TASK OBJECTIVE. Find every line below that contains the word "scarf" and copy each one out.

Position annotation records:
-------------------------
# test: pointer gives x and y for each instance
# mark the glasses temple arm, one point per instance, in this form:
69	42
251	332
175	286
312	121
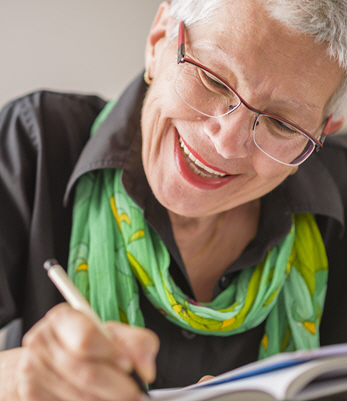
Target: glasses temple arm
181	47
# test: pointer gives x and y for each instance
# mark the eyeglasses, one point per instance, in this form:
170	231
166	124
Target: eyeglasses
208	94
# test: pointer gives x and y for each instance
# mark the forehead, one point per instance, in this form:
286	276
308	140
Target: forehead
267	58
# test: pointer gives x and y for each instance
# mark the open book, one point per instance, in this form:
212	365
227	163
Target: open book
299	375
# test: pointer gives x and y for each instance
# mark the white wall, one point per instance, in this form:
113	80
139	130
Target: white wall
92	46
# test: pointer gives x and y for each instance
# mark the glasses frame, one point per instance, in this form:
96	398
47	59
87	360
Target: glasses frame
318	143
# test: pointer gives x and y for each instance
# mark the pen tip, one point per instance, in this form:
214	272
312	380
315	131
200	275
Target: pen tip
49	263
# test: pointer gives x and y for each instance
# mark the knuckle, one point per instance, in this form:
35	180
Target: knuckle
86	375
28	390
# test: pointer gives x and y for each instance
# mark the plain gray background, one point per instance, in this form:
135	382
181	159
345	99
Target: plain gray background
89	46
92	46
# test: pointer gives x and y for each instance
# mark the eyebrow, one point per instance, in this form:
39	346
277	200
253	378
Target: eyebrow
202	46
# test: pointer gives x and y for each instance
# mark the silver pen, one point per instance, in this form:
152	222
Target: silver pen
74	297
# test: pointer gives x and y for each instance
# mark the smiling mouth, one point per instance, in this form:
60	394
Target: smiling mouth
197	166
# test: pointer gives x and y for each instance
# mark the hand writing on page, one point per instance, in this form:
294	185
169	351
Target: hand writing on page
67	357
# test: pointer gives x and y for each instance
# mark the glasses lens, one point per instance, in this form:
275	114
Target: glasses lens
204	92
282	142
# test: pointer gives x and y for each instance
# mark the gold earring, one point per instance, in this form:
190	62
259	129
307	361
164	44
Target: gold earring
147	78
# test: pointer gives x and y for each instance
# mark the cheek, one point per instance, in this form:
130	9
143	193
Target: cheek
270	170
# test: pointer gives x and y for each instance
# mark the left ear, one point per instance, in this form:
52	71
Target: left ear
335	125
157	37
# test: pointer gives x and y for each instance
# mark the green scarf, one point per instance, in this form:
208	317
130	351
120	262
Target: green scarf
113	249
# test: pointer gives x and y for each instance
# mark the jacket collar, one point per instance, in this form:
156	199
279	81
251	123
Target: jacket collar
118	143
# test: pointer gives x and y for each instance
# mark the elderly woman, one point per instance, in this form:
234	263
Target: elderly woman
199	209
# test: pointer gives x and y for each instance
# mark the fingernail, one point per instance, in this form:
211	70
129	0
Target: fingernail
148	368
124	363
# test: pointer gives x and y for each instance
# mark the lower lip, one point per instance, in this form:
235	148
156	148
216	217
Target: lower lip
195	179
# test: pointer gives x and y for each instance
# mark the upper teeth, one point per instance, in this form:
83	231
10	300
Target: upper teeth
198	162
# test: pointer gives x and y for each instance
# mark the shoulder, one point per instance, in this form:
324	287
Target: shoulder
41	118
46	107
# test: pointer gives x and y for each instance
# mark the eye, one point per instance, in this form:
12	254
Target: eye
212	82
278	127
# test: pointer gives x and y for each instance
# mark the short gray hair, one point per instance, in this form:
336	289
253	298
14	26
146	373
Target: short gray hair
326	20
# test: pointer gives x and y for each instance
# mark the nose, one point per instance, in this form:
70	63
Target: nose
231	134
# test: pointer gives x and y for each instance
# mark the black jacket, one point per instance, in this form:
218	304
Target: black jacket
45	147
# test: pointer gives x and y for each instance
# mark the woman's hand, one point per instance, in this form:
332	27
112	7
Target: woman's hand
66	356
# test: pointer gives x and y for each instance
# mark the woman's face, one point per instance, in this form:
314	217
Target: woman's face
273	68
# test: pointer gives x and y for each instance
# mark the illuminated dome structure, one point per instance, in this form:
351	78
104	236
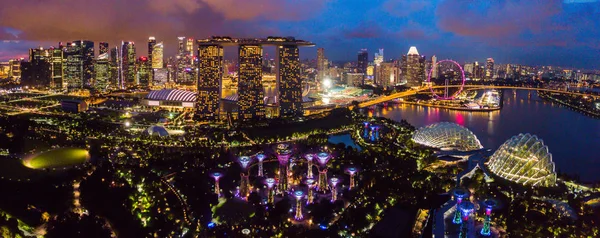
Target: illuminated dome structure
524	159
447	136
156	131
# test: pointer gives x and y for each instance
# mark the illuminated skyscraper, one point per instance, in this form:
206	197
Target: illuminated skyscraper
251	95
434	73
321	64
143	72
181	45
363	63
114	66
489	69
210	72
413	68
189	46
157	56
57	67
128	61
73	71
102	68
289	81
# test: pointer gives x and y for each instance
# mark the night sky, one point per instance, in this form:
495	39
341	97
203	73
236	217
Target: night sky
534	32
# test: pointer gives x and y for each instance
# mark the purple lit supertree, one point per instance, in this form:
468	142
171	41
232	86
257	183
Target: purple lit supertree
216	176
283	152
334	181
459	194
311	193
351	171
298	194
466	209
309	158
244	181
260	157
323	158
271	192
489	205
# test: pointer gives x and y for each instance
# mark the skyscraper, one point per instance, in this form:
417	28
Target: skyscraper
251	95
489	69
435	70
102	67
115	64
363	63
157	56
321	64
143	71
413	68
289	81
128	61
210	65
57	67
73	71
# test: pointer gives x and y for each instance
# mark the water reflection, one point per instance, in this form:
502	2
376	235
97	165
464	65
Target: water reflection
571	137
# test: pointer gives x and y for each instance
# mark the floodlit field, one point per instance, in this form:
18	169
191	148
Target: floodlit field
58	158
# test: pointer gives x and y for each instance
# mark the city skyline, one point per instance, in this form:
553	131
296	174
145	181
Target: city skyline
558	33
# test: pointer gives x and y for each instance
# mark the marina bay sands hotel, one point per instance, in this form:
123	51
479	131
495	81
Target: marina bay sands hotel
251	100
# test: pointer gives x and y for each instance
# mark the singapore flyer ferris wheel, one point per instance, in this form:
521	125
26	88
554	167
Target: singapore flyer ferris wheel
446	95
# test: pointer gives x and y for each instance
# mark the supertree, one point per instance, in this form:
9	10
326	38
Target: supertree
351	171
311	193
334	181
216	176
298	194
271	192
260	157
459	194
466	208
283	153
489	205
309	158
323	158
244	181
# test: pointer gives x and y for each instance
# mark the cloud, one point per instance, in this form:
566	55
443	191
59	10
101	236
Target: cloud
404	8
135	20
489	19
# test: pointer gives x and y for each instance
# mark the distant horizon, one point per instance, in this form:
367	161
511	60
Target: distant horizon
541	33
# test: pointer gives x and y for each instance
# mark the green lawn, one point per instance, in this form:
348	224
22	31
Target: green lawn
57	158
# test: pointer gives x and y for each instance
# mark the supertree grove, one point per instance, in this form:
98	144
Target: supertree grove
323	158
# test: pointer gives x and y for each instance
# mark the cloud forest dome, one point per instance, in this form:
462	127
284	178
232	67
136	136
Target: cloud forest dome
524	159
447	136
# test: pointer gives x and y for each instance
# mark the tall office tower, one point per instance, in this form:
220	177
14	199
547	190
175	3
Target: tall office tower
363	63
250	89
38	54
321	62
73	69
434	73
157	56
378	59
413	68
189	46
489	69
14	71
289	81
151	44
102	69
210	72
86	52
128	60
143	71
114	66
181	45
-------------------------
EXPECTED ANSWER.
# mark the green scarf, one point per instance, in this form:
Target: green scarf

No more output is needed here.